» **AIM**
Show every line from the rows below that contains the word "race", copying each one in full.

* Begin *

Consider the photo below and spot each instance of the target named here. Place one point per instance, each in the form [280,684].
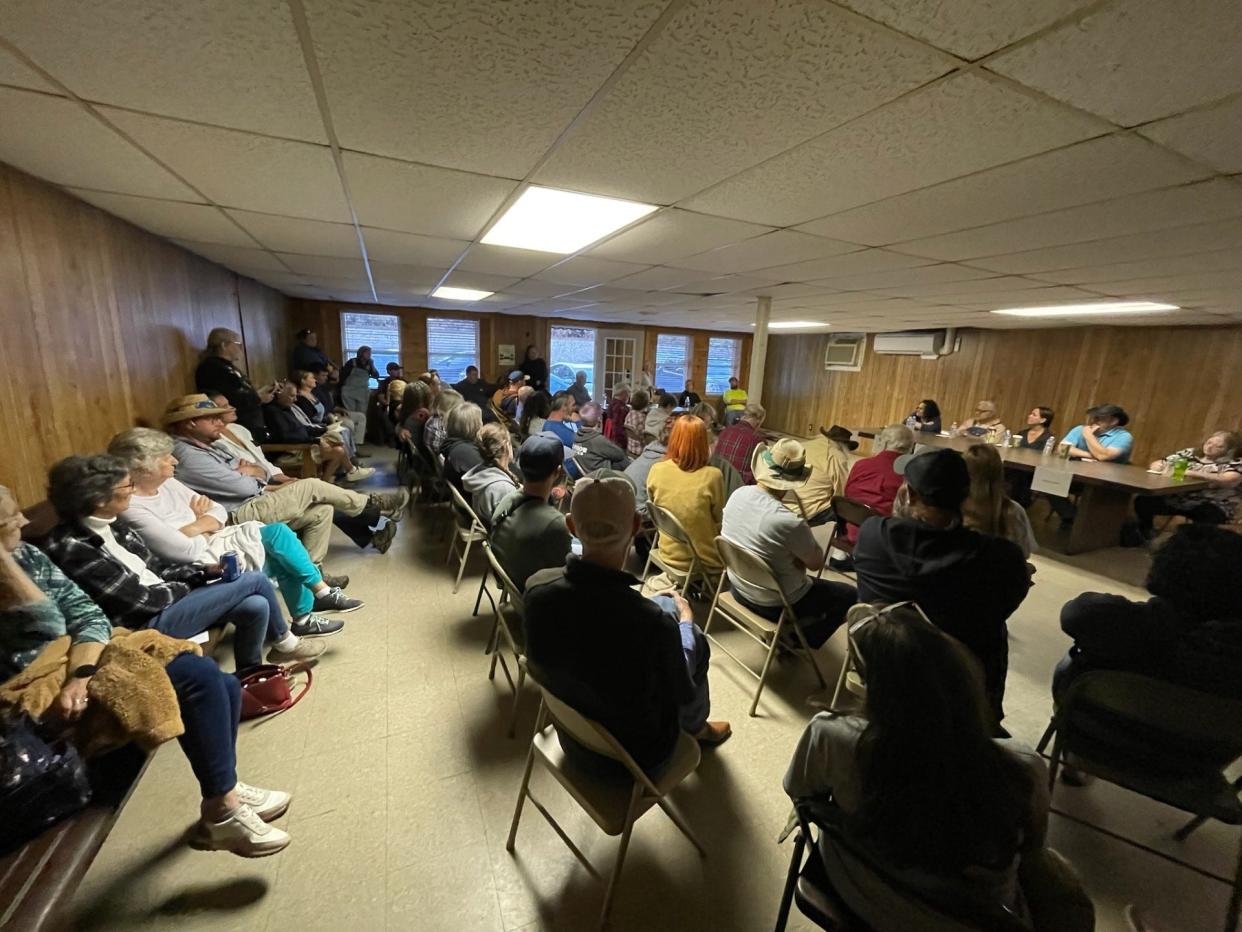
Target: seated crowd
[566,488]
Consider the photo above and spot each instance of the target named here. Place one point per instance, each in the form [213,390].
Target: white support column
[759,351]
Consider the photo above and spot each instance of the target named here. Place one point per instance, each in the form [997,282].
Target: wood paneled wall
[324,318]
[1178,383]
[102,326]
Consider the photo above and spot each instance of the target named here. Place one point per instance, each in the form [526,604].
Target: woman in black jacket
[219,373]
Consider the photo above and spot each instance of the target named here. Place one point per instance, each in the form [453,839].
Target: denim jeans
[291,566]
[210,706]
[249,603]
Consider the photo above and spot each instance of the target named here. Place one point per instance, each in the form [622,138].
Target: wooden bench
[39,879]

* End *
* Begin *

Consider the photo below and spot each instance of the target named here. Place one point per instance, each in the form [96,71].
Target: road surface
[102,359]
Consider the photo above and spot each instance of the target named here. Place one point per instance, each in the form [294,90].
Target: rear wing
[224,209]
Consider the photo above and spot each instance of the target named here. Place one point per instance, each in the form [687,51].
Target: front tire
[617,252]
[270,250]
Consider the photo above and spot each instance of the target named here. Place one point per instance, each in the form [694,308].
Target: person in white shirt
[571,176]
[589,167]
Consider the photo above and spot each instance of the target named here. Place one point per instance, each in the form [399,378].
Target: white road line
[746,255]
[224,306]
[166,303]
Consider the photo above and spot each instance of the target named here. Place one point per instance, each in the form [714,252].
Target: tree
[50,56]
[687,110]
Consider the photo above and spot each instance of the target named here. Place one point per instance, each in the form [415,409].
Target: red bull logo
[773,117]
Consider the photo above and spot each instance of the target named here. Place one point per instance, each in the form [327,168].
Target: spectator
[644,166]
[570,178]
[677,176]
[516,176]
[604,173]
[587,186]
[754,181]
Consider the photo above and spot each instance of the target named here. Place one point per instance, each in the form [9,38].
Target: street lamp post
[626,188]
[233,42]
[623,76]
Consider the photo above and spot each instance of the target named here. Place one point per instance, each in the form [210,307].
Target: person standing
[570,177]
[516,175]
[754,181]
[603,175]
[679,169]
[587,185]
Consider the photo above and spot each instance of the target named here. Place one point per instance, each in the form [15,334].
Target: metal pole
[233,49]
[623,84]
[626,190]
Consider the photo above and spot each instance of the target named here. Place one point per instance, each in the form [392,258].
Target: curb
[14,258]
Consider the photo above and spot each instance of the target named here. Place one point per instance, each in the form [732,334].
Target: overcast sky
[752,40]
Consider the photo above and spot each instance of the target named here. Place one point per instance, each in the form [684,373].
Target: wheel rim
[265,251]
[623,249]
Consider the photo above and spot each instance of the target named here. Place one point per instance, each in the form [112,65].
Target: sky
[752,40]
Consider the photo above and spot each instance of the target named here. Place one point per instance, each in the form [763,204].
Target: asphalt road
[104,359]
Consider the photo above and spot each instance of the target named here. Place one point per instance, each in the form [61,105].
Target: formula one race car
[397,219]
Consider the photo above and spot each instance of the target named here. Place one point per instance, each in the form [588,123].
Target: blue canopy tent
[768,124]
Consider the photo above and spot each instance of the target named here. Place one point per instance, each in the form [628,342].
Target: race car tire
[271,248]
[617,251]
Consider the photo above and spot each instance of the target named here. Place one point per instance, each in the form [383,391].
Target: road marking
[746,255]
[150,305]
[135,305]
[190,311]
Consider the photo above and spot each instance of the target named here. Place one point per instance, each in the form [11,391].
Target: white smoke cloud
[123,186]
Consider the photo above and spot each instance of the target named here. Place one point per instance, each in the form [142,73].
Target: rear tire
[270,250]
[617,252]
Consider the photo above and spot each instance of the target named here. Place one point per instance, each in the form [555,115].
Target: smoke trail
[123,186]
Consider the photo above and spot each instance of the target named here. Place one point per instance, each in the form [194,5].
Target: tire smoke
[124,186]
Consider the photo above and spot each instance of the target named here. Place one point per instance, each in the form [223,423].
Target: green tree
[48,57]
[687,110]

* End *

» **ANSWER TO THIS EXERCISE**
Target: formula one race car
Target: race car tire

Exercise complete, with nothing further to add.